- **ENTRIES SHOWN**

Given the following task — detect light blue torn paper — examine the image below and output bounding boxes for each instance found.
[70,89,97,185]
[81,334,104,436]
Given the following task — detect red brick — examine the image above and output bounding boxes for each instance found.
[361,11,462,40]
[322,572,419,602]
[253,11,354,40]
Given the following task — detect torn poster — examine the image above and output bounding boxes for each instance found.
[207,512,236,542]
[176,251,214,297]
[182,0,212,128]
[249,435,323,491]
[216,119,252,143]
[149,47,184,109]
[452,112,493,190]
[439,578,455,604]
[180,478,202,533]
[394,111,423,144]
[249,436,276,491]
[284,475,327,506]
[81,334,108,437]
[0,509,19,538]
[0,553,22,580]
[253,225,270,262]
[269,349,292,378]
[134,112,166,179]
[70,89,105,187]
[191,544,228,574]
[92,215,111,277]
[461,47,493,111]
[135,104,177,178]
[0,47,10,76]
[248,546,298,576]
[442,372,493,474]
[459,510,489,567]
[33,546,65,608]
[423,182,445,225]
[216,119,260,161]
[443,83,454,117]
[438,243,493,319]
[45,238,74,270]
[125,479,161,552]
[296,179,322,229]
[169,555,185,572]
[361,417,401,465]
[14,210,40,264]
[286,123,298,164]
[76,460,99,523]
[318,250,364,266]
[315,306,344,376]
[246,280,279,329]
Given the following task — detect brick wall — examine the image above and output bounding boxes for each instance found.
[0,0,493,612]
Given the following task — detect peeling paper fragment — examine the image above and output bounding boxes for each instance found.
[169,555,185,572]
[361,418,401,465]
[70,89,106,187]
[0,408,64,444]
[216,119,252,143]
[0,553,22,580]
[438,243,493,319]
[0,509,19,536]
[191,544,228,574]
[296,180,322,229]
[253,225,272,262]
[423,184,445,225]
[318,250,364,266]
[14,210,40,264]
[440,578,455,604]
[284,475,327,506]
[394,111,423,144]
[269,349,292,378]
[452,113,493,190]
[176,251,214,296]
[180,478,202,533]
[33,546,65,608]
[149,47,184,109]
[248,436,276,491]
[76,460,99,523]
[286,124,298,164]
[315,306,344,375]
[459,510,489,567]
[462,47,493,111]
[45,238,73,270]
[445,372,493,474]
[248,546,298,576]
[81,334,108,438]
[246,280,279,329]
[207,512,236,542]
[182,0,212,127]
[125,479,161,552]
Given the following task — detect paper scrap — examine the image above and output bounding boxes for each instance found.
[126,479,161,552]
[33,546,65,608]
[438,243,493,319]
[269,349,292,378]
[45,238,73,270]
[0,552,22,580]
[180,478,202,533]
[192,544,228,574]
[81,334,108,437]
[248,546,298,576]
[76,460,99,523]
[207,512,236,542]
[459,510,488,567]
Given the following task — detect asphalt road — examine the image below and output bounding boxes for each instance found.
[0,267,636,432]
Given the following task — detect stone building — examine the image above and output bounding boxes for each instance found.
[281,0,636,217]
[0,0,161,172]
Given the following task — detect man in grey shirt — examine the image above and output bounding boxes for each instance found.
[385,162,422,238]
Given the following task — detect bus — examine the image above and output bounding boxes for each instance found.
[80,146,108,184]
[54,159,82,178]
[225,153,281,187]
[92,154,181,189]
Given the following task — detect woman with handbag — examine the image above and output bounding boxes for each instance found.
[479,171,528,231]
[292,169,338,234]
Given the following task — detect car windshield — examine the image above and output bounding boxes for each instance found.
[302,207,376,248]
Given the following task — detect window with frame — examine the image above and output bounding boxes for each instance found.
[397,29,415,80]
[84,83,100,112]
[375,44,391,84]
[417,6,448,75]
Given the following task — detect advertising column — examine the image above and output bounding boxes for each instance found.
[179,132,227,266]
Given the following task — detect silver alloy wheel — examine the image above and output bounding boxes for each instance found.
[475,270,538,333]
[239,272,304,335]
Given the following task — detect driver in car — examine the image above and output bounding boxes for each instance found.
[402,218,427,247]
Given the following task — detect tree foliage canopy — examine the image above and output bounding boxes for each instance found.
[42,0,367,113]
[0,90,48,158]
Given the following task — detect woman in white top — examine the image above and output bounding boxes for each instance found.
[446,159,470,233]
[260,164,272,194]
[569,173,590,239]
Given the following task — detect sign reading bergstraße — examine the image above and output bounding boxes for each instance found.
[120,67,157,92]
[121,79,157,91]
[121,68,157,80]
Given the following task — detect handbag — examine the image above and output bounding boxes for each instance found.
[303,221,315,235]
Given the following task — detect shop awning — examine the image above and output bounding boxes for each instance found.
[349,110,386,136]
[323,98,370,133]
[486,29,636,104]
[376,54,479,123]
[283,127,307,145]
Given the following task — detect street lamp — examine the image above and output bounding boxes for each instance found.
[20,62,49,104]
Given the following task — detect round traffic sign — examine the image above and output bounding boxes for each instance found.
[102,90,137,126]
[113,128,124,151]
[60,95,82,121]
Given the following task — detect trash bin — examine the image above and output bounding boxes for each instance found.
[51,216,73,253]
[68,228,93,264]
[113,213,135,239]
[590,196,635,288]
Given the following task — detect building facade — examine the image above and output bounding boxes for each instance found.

- **THE REQUEST**
Update the records so that every "examine" becomes "inspect", and leave everything else in them unchanged.

- **WORKED ANSWER**
Given the following task — detect light blue torn paper — inspect the image below and output bounding boxes for each instance found.
[70,89,97,185]
[81,334,104,436]
Given the following task — detect red brick — inspect the image above and output bounding boxes for each instance found.
[361,11,462,40]
[322,572,419,602]
[253,11,354,40]
Given the following task — detect torn poster — inspect the image above and output bounding boxes for each instance found.
[207,512,236,542]
[176,251,214,297]
[182,0,212,128]
[249,435,323,491]
[216,119,252,143]
[149,47,184,109]
[452,112,493,190]
[439,578,455,604]
[180,478,202,533]
[394,111,423,144]
[249,436,276,491]
[284,475,327,506]
[81,334,108,437]
[0,509,19,538]
[0,553,22,580]
[253,225,270,262]
[269,349,292,378]
[134,112,166,179]
[70,89,105,187]
[191,544,228,574]
[92,215,111,277]
[461,47,493,111]
[135,104,177,178]
[0,47,10,76]
[248,546,298,576]
[442,372,493,474]
[459,510,489,567]
[33,546,65,608]
[423,182,445,225]
[216,119,260,161]
[443,83,454,117]
[438,243,493,319]
[45,238,74,270]
[125,479,161,552]
[296,179,322,229]
[169,555,185,572]
[361,417,401,465]
[14,210,40,264]
[286,123,298,164]
[76,460,99,523]
[318,250,364,266]
[315,306,344,376]
[246,280,279,329]
Given the following task — detect brick wall — inspect the image above and output bounding boxes for each instance found.
[0,0,493,612]
Given the following task — detect peeling paper fragment — inspect the image above and output bounding boxes for each instance found.
[169,555,185,572]
[361,418,401,465]
[70,89,106,187]
[0,408,64,444]
[216,119,252,143]
[0,553,22,580]
[438,243,493,319]
[0,509,19,536]
[191,544,228,574]
[296,180,322,229]
[253,225,272,262]
[423,184,445,225]
[318,250,364,266]
[14,210,40,264]
[440,578,455,604]
[284,475,327,506]
[394,111,423,144]
[269,349,292,378]
[452,113,493,190]
[176,251,214,296]
[180,478,202,533]
[33,546,65,608]
[149,47,184,109]
[248,436,276,491]
[76,460,99,523]
[286,124,298,164]
[315,306,344,375]
[459,510,489,567]
[462,47,493,111]
[45,238,73,270]
[445,372,493,474]
[248,546,298,576]
[81,334,108,438]
[246,280,279,329]
[207,512,236,542]
[182,0,212,127]
[125,479,161,552]
Given the following task — detect paper scrap — inspect the image above and output bounding boxes for each instance found.
[126,479,161,552]
[33,546,65,608]
[438,243,493,319]
[269,349,292,378]
[45,238,73,270]
[0,552,22,580]
[180,478,202,533]
[192,544,228,574]
[81,334,108,437]
[248,546,298,576]
[76,460,99,523]
[207,512,236,542]
[459,510,488,567]
Given the following task — detect asphalt road — inspect the image below and output bounding boxes for each instance found.
[0,267,636,432]
Given the following task — detect stone building — inspect the image above and output bounding boxes for each instance found.
[281,0,636,217]
[0,0,161,172]
Given the following task — detect man in grey shirt — inspect the image above and output bounding boxes for each instance found.
[385,162,422,238]
Given the following task — detect bus — inspect the image above and output bounding boxes for each instance found.
[80,146,108,184]
[54,159,82,178]
[225,153,281,187]
[92,154,181,189]
Given the following task — detect woman with handbag — inspect the image above and output bounding boxes for each instance found.
[479,171,528,231]
[292,169,338,234]
Given the following task — detect car windshield — inspect the image above and output bounding boxes for each instance found.
[302,207,376,248]
Given the following task — detect window with frame — inspect the image above and output bounding boxes for each instance found.
[397,29,415,80]
[84,83,100,112]
[375,44,391,84]
[417,6,448,75]
Given the following task — detect advertising column — inspect the image above and output bounding boxes for each instance found.
[179,132,227,266]
Given the following task — detect silver alloy wheel — inspect the image above and output bounding boxes for each instance found.
[475,270,538,333]
[239,272,304,335]
Given the following task — detect driver in car — inspect the image above and output bounding boxes for each instance found.
[402,218,427,247]
Given the following task — detect tree foliage canopy — inspect the image above and output bounding boxes for each instance found.
[42,0,367,113]
[0,90,48,158]
Given the following task — detect woman in white top — inspect the image above and output bounding boxes for each instance found.
[446,159,470,233]
[260,164,272,194]
[569,173,590,239]
Given the following task — detect sign reading bergstraße — inspect the image above and output bounding boxes for each instance found.
[120,67,157,92]
[121,79,157,91]
[121,68,157,80]
Given the following task — detect handbag — inspect the image above and output bounding boxes for each instance found.
[303,221,315,235]
Given the following task — detect shop awning — inspect the image above and output bounding boxes for each instance found.
[349,110,386,136]
[323,98,370,133]
[486,29,636,104]
[376,54,479,123]
[283,127,307,145]
Given the following task — detect street lamp — inspect the image above and output bounding boxes for each instance found.
[20,62,49,104]
Given the following task — detect round traffic sign — inspect the image above and output bounding boxes for each instance found.
[102,90,137,126]
[113,128,124,151]
[60,95,82,121]
Given the following task — detect trash bin — inspect the image above and output bounding boxes for each instance found.
[51,216,73,253]
[68,228,93,264]
[113,213,135,239]
[590,196,635,288]
Given the following task — detect building facade — inspect the image above and output bounding boxes for each instance found.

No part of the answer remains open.